Entrées d'étiquetage de contours:
___

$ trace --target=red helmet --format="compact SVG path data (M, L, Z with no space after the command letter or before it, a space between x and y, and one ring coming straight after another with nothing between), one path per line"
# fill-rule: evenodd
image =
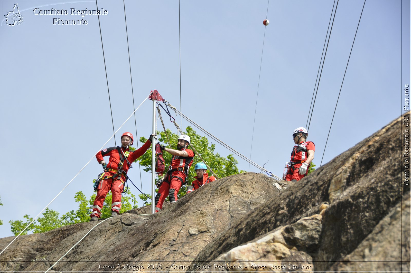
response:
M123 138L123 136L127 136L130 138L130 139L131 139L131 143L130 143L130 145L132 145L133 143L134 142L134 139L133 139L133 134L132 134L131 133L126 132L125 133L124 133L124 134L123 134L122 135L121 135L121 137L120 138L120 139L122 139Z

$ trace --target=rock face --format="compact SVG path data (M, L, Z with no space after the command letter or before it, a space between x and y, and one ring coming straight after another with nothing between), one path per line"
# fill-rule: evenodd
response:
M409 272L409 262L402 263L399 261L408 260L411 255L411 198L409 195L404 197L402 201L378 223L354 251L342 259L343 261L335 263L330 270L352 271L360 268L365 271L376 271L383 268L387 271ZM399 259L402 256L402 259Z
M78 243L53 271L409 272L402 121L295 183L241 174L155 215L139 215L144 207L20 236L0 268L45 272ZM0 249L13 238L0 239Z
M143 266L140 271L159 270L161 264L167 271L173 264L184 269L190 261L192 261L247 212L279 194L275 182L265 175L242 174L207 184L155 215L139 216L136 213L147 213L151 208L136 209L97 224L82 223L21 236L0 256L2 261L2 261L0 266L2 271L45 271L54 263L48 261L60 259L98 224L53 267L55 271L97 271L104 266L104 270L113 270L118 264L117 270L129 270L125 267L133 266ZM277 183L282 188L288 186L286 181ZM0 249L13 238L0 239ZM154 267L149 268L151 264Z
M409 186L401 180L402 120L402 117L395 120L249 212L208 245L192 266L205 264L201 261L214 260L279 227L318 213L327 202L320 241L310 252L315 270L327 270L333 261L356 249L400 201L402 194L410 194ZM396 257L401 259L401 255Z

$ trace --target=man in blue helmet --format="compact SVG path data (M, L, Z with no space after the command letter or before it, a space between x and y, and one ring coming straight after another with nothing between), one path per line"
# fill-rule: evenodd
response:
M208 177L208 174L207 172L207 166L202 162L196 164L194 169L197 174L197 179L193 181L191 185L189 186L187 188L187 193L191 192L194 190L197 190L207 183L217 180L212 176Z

___

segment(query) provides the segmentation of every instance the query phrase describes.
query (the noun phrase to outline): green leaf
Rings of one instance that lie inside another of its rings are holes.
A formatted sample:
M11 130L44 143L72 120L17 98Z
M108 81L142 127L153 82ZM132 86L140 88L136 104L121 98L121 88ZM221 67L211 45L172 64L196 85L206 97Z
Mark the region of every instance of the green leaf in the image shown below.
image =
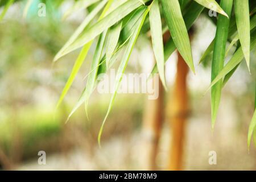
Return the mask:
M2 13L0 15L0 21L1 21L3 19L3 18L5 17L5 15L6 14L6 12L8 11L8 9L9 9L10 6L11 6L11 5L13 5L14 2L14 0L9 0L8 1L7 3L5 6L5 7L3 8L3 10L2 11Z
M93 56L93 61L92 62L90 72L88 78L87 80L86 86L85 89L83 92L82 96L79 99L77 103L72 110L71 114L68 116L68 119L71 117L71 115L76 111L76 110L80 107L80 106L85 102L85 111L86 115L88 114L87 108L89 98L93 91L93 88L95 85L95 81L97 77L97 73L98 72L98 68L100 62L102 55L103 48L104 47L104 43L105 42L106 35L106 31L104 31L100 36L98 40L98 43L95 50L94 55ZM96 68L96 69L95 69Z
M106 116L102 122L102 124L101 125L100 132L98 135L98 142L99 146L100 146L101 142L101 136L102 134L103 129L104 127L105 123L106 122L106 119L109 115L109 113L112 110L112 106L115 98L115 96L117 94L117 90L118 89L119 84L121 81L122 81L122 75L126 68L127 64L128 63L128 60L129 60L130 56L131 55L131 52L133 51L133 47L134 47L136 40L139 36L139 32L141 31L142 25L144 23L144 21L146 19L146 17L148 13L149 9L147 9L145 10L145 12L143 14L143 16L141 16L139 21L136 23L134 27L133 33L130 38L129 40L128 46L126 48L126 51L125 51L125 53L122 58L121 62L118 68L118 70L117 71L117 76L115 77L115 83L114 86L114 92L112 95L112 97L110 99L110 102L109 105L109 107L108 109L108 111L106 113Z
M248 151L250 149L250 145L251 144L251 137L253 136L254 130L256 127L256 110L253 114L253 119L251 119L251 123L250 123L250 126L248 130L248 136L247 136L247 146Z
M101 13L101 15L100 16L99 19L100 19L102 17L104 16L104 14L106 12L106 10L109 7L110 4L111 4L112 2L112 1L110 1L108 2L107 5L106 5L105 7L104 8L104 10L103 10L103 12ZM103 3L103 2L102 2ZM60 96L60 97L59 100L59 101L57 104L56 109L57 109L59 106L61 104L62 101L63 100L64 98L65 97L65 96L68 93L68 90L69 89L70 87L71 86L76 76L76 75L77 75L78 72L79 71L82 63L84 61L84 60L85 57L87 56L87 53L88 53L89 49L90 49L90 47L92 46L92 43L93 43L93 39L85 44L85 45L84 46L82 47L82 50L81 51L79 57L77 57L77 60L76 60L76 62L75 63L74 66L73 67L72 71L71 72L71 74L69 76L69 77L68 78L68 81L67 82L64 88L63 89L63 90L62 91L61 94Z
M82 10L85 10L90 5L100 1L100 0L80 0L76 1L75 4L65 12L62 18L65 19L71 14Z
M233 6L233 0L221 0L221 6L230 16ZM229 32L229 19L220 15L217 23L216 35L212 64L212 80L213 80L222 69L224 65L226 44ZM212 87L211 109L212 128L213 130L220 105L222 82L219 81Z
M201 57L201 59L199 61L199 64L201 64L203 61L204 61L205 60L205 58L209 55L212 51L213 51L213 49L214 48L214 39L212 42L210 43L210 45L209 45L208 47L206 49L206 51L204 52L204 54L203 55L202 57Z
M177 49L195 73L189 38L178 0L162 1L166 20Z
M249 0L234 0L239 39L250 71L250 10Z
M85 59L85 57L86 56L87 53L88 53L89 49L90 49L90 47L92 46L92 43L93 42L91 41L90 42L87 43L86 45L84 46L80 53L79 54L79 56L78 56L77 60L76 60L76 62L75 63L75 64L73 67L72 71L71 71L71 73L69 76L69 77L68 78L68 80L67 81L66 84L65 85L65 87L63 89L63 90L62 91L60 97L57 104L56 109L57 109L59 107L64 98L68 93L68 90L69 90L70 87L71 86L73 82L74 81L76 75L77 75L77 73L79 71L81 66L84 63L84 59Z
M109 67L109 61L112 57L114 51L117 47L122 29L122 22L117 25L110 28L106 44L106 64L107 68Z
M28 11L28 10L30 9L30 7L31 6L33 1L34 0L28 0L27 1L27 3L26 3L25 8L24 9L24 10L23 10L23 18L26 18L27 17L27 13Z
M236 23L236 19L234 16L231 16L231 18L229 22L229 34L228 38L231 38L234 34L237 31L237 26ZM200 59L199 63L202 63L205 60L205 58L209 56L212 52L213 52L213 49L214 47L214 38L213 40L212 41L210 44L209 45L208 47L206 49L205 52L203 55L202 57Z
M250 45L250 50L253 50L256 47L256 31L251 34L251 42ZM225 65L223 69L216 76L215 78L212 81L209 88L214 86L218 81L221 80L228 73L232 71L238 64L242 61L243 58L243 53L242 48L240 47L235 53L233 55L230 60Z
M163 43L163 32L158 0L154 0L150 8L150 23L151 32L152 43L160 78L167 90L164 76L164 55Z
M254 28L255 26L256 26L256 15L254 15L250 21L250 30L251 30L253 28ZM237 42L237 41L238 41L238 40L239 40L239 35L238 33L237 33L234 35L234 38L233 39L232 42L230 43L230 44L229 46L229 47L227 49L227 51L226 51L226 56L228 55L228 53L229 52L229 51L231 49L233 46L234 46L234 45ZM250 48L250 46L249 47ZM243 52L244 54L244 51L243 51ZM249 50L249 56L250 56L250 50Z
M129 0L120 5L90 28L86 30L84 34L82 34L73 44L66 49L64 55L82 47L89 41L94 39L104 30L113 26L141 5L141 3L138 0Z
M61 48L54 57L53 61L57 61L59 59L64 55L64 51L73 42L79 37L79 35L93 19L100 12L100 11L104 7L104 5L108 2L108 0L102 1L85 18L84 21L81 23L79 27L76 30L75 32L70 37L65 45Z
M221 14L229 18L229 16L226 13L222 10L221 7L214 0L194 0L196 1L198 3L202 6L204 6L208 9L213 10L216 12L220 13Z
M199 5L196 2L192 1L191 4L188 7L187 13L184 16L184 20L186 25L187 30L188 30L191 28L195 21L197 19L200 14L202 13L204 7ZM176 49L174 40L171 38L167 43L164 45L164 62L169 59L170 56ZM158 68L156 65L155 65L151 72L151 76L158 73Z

___

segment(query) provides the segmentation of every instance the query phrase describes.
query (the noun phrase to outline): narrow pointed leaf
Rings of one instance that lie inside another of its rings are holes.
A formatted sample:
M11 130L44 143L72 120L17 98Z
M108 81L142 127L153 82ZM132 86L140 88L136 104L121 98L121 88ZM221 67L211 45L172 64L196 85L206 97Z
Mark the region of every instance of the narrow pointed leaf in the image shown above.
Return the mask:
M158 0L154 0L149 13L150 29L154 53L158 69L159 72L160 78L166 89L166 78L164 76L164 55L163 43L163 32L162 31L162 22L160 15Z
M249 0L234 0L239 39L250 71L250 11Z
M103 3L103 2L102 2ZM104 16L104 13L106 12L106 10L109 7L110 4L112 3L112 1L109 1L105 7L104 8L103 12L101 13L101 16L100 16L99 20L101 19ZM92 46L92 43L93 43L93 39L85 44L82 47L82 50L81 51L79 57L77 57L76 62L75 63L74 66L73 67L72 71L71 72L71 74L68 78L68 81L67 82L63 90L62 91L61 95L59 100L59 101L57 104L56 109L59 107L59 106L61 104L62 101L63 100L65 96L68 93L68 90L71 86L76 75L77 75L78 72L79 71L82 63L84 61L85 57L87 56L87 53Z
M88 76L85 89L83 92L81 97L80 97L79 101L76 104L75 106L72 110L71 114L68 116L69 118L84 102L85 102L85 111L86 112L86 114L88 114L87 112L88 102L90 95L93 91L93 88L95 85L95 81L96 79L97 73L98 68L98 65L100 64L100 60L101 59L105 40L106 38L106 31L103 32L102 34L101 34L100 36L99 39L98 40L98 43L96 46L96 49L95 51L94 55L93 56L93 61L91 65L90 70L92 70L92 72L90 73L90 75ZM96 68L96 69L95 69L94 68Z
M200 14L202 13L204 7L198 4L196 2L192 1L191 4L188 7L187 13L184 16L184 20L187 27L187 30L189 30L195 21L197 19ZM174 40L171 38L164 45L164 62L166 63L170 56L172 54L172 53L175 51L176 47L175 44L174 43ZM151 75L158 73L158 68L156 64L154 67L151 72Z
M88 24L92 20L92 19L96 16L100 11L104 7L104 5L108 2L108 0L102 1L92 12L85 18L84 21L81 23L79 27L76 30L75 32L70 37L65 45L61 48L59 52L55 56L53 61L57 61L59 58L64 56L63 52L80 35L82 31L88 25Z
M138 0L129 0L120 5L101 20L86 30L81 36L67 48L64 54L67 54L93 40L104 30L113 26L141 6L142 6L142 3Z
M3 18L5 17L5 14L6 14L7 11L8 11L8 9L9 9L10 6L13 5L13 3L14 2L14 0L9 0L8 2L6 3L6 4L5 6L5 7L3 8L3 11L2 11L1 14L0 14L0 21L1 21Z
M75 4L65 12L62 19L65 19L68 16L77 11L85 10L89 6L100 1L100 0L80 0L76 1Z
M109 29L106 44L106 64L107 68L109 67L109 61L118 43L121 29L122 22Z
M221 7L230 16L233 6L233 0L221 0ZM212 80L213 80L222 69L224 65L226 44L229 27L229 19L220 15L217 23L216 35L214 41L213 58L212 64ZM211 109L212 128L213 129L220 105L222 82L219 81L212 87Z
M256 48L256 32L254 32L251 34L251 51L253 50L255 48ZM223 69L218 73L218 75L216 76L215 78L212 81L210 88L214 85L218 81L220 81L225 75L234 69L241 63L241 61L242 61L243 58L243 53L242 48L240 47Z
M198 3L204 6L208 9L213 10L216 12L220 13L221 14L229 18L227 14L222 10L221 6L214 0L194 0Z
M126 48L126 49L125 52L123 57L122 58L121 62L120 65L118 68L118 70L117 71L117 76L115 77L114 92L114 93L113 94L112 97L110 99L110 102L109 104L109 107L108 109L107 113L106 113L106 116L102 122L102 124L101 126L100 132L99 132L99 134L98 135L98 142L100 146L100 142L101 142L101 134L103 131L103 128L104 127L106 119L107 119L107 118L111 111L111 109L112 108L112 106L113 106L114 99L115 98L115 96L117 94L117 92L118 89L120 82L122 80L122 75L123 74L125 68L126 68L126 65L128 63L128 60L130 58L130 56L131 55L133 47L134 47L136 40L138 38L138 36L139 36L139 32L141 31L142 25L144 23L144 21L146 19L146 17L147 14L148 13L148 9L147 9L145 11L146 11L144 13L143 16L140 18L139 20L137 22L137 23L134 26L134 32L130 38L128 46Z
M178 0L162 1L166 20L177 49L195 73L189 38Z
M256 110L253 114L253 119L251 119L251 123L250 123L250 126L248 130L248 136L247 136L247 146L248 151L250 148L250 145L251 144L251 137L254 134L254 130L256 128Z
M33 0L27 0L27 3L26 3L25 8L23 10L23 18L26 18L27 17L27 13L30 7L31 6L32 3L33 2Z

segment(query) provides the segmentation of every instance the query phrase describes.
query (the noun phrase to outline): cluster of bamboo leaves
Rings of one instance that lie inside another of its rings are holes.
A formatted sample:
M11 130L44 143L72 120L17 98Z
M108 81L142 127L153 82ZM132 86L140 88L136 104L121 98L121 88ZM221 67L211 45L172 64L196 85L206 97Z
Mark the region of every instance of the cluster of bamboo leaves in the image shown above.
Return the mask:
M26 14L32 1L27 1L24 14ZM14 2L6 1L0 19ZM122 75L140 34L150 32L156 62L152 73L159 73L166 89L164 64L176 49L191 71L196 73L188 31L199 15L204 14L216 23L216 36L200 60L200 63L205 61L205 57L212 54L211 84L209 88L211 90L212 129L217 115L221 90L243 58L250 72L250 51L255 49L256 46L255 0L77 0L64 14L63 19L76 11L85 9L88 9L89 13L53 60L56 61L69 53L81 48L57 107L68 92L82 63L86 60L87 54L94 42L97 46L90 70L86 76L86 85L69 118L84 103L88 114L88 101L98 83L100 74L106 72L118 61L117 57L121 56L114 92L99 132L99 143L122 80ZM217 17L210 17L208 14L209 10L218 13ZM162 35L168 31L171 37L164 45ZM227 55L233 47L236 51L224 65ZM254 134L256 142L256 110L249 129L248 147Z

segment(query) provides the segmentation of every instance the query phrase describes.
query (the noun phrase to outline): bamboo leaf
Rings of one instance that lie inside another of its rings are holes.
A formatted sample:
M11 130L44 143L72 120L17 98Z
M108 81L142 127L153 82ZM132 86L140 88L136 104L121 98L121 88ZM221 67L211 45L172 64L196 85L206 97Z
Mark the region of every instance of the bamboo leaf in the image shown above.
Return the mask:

___

Recopiez les lignes du matériel, à partir de celle qui contient « trace --target=rock face » et jusqu'à celle qui contient « M409 272L409 262L402 », en substituant « output » à « response » sans rien changer d'autre.

Réponse rédigée =
$ trace --target=rock face --format="compact SVG path data (M, L, Z with no space after the command letter or before it, a space between x and y, and one ring coming straight after another with nothing between), one path per line"
# fill-rule: evenodd
output:
M409 272L409 262L402 263L399 261L408 260L411 255L411 198L409 195L404 197L402 201L378 223L354 251L342 259L343 261L335 263L330 270L352 271L360 268L365 271L376 271L383 268L387 271ZM399 259L402 256L402 259Z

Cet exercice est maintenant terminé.